With the other camps lacking capacity, new arrivals were mostly being taken to Dakawa, where they stayed until they enrolled for classes at SOMAFCO. The Ruth First Education Orientation Centre and a Vocational Training Centre were established. In addition, small agricultural projects were initiated and between 1988 and 1989 the garment factory in Mazimbu was moved to Dakawa. The Dakawa Arts and Craft Project, set up to allow space for creative expression, proved to be popular among the exiles.

After the ANC was forced out of Angola, those imprisoned for the 1983 mutiny in ANC camps in Angola were transferred to Dakawa. Their conditions were relaxed somewhat as they began to play an important role in the life of the settlement. Dakawa also served as a Rehabilitation Centre for offenders from the Mazimbu camp. For instance, in 1983 when a student from Mazimbu was convicted of attempted rape, he was sent to the Dakawa Rehabilitation Centre. This was also the case for four students found guilty of impregnating female students in Mazimbu.

Dakawa was initially planned to accommodate 5000 people, but by 1990, when the transition to democracy was in progress, it had only 1200 people. With the demise of apartheid imminent, the Dakawa Arts and Craft Project was transferred to Grahamstown in October 1992.

WORK ORDER A
Return the Dakawa passage's wording from "After the ANC" to "students in Mazimbu.", unchanged.
WORK ORDER B
In the Dakawa passage, how many people was Dakawa initially planned to accommodate?
The items have no connection to the Dakawa passage.

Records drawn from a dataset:
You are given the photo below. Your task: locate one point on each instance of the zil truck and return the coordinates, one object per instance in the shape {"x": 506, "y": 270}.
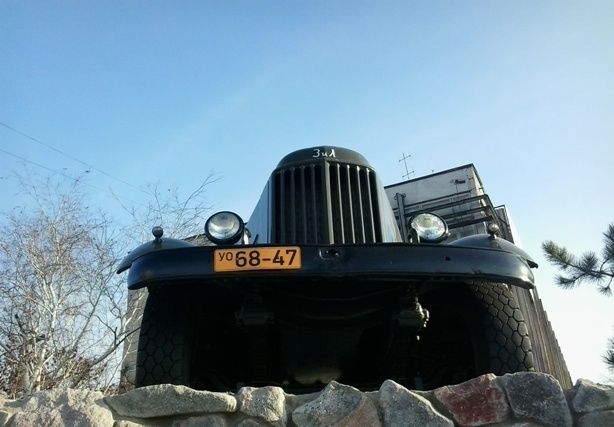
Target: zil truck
{"x": 322, "y": 284}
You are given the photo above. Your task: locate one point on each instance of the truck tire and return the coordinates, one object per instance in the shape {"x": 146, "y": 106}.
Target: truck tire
{"x": 473, "y": 330}
{"x": 501, "y": 335}
{"x": 164, "y": 350}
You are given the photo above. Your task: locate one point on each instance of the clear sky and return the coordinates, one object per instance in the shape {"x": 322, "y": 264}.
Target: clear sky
{"x": 167, "y": 92}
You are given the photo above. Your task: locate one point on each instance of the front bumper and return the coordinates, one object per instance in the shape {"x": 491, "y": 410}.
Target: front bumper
{"x": 383, "y": 262}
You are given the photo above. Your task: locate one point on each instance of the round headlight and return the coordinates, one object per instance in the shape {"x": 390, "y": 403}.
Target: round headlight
{"x": 224, "y": 228}
{"x": 429, "y": 227}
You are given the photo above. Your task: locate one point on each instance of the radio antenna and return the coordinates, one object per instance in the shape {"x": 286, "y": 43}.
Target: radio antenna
{"x": 404, "y": 160}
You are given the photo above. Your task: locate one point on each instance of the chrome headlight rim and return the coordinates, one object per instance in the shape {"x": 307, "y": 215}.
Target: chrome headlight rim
{"x": 217, "y": 234}
{"x": 434, "y": 234}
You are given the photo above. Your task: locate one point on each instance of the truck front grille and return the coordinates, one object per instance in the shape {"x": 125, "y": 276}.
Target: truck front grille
{"x": 325, "y": 203}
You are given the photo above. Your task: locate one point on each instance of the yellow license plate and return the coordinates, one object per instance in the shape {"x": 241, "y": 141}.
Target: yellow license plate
{"x": 245, "y": 259}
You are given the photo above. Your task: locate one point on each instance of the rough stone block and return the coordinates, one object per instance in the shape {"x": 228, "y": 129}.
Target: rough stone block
{"x": 476, "y": 402}
{"x": 64, "y": 408}
{"x": 202, "y": 421}
{"x": 248, "y": 422}
{"x": 166, "y": 400}
{"x": 590, "y": 396}
{"x": 268, "y": 403}
{"x": 4, "y": 418}
{"x": 538, "y": 397}
{"x": 597, "y": 419}
{"x": 126, "y": 423}
{"x": 401, "y": 407}
{"x": 337, "y": 405}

TASK OUTPUT A
After the ANC was forced out of Angola, those imprisoned for the 1983 mutiny in ANC camps in Angola were transferred to Dakawa. Their conditions were relaxed somewhat as they began to play an important role in the life of the settlement. Dakawa also served as a Rehabilitation Centre for offenders from the Mazimbu camp. For instance, in 1983 when a student from Mazimbu was convicted of attempted rape, he was sent to the Dakawa Rehabilitation Centre. This was also the case for four students found guilty of impregnating female students in Mazimbu.

TASK OUTPUT B
5000 people